◆ **Problem to work on**:
State how many lines in the records below contain the word "parked". Give only the number.

◆ **Exercise material**:
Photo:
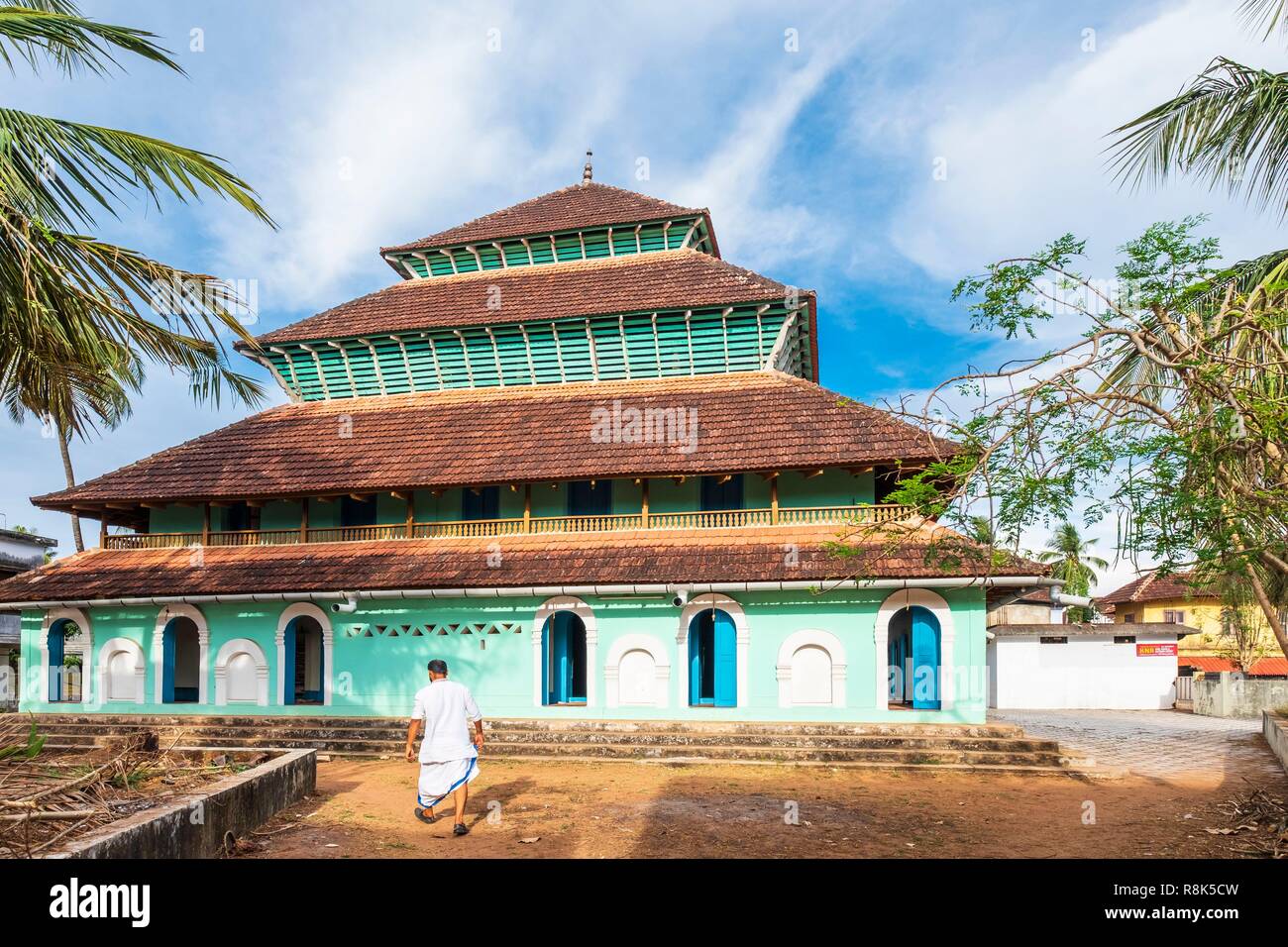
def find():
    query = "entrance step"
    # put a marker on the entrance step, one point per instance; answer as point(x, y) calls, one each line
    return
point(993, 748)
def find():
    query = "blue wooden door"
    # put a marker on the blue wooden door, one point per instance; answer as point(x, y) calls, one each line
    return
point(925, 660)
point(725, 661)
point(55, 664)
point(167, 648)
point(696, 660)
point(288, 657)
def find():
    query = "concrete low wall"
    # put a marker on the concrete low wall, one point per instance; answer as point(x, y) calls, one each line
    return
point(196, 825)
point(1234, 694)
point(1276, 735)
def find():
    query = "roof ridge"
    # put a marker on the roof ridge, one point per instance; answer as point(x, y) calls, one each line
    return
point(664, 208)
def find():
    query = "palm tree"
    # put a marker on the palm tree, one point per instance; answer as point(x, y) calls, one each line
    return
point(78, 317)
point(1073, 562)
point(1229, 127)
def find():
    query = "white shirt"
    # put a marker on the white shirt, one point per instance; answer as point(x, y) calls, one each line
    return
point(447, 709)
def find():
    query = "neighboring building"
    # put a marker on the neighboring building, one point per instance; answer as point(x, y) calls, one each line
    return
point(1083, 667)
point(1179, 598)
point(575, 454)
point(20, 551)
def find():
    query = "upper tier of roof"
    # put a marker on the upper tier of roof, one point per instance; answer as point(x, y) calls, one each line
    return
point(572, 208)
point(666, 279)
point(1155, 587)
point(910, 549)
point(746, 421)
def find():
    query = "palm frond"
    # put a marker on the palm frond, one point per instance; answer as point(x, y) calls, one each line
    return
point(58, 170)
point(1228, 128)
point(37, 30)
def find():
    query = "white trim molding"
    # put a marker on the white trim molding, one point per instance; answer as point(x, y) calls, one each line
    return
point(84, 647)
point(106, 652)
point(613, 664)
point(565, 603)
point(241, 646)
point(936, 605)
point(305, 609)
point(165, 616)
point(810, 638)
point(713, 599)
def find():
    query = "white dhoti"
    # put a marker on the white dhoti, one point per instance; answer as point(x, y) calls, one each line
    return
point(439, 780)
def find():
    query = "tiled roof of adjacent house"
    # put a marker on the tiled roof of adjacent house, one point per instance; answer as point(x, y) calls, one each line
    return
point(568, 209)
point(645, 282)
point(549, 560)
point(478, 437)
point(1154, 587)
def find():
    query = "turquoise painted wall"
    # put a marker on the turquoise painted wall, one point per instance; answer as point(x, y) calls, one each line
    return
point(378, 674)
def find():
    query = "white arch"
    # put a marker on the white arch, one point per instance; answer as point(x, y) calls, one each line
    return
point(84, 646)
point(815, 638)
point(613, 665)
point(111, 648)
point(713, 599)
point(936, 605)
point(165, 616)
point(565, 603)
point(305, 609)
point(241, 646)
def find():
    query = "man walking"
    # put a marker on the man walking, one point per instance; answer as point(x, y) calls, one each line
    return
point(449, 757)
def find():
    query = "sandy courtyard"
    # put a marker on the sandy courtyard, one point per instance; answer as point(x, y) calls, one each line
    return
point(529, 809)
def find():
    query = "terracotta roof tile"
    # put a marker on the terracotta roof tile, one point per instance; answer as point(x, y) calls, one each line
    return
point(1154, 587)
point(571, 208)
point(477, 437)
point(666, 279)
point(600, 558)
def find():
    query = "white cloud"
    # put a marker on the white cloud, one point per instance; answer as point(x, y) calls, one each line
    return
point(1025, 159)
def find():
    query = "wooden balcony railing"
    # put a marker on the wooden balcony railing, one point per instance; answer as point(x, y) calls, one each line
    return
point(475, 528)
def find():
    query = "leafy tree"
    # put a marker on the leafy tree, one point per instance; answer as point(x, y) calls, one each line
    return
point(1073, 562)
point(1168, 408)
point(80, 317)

* * *

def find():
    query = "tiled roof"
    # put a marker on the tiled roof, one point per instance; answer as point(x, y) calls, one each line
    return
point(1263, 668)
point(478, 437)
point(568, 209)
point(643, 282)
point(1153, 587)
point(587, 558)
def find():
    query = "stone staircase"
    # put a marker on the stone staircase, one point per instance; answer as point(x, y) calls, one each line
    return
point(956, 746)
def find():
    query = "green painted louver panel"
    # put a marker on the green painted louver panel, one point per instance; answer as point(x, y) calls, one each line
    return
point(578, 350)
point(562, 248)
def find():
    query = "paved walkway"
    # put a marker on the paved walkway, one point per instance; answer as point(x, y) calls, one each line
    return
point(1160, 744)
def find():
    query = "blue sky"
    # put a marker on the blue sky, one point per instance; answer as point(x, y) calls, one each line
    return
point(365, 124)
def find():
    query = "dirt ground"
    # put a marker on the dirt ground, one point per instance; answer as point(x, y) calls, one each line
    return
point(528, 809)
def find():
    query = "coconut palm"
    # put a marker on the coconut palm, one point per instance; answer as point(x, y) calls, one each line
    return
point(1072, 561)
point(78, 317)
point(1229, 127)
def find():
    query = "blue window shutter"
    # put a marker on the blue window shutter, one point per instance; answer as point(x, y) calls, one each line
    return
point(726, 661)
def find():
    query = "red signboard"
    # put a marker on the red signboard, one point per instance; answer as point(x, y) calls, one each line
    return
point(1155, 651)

--

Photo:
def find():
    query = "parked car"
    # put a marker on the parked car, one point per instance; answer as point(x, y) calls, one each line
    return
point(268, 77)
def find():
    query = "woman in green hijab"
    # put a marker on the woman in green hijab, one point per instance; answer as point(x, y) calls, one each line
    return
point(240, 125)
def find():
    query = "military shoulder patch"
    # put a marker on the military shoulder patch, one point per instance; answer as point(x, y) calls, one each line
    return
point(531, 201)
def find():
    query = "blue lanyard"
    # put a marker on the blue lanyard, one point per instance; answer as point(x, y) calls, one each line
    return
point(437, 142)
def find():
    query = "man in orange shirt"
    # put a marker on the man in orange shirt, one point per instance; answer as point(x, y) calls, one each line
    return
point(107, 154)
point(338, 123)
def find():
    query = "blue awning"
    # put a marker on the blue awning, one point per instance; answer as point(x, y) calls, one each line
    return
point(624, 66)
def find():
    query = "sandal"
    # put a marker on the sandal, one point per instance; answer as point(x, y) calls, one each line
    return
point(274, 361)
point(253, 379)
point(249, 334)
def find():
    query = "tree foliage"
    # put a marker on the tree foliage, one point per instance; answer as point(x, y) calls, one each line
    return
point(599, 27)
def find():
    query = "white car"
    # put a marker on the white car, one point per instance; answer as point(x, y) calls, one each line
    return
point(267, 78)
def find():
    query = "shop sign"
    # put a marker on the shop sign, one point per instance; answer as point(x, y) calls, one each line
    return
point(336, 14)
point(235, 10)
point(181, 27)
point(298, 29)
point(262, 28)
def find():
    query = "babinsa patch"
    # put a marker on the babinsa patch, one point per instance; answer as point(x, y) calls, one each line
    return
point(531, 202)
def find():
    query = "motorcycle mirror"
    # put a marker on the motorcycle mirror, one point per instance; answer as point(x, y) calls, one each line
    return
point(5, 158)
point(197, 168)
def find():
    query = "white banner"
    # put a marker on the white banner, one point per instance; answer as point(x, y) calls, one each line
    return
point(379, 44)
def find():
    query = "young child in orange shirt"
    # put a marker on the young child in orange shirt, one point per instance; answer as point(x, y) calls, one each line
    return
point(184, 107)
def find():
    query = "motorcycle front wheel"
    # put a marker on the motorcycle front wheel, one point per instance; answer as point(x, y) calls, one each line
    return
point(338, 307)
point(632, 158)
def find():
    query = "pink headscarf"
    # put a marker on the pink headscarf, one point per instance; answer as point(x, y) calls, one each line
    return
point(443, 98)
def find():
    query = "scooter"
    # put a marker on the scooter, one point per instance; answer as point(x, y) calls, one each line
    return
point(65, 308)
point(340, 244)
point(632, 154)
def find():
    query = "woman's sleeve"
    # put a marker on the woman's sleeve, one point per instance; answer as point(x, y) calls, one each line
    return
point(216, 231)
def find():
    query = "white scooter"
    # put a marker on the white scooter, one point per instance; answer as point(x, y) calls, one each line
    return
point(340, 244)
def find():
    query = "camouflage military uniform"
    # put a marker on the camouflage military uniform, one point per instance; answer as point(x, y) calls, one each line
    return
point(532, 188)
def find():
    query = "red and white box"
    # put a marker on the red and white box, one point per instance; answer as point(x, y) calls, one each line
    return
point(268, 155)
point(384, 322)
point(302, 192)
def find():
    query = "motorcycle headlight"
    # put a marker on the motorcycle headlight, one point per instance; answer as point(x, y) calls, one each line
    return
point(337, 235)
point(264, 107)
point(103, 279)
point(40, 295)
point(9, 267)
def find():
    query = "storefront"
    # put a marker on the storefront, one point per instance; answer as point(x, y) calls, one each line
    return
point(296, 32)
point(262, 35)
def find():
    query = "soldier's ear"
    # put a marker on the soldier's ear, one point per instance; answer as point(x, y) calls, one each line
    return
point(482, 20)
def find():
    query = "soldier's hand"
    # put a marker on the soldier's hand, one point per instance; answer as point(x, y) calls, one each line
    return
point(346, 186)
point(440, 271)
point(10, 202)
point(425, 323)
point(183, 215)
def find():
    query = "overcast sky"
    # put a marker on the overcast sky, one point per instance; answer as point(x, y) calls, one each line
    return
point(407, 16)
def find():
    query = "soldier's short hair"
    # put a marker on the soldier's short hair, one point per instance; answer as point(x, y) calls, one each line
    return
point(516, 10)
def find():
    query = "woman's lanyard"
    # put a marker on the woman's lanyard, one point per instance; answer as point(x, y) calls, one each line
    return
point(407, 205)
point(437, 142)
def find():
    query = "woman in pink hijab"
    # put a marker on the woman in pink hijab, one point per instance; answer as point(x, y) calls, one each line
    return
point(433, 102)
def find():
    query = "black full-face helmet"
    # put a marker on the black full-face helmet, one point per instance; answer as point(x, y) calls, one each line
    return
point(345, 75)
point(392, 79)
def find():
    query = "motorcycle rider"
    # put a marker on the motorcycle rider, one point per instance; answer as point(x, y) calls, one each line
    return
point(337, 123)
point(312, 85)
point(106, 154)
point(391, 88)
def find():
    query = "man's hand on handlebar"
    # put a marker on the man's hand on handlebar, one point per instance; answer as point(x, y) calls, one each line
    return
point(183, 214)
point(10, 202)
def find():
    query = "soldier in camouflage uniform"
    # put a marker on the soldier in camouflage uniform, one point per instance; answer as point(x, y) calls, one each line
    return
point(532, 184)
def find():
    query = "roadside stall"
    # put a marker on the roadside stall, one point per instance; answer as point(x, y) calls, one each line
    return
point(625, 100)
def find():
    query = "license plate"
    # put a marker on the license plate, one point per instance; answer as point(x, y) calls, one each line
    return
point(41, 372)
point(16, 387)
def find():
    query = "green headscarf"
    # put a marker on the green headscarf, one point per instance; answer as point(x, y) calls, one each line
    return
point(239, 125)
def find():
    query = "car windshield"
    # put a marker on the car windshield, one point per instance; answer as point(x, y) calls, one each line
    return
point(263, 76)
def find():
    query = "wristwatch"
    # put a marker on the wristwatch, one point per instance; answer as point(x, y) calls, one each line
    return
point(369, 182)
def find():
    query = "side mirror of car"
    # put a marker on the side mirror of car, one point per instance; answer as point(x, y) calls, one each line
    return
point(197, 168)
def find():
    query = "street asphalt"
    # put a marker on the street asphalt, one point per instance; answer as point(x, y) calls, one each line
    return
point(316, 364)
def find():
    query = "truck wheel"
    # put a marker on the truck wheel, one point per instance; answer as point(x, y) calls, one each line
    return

◆ **Output of the exercise**:
2